[What to work on]
Reproduce the records from the line containing "Where can the roadside" through the end of the records, including the requests. Scale every point coordinate in the answers by 0.8 and round to whole numbers with halves rounded up, leave the coordinates in the requests and their format samples as they are, and omit the pictures.

** start of Records supplied **

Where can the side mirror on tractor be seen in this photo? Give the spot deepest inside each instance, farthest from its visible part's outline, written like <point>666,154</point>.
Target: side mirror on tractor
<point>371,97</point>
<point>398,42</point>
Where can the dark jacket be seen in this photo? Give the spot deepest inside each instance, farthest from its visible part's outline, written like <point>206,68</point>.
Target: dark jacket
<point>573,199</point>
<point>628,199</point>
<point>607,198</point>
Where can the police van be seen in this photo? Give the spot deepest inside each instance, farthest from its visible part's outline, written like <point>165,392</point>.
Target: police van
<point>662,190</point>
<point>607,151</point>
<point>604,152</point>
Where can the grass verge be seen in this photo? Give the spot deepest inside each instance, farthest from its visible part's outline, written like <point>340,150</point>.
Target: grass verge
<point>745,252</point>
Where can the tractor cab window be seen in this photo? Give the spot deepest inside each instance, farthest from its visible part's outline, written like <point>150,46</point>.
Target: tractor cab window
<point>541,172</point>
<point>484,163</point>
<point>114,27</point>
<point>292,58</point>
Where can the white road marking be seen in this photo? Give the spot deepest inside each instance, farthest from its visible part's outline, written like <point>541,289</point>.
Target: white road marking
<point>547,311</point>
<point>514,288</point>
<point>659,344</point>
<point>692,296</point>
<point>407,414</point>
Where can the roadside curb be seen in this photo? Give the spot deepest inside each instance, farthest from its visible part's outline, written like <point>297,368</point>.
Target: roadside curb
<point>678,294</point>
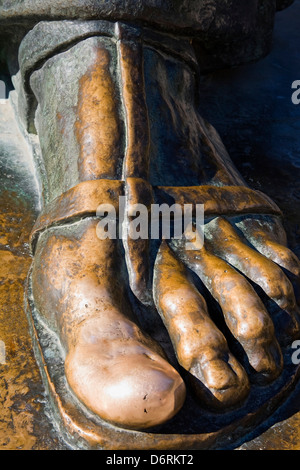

** end of Records supplied **

[Response below]
Where can the roadside curb be seen in this photo? Give the spot deepest inside each instance, farthest from its visible part's outline, written like <point>297,368</point>.
Target: roadside curb
<point>542,235</point>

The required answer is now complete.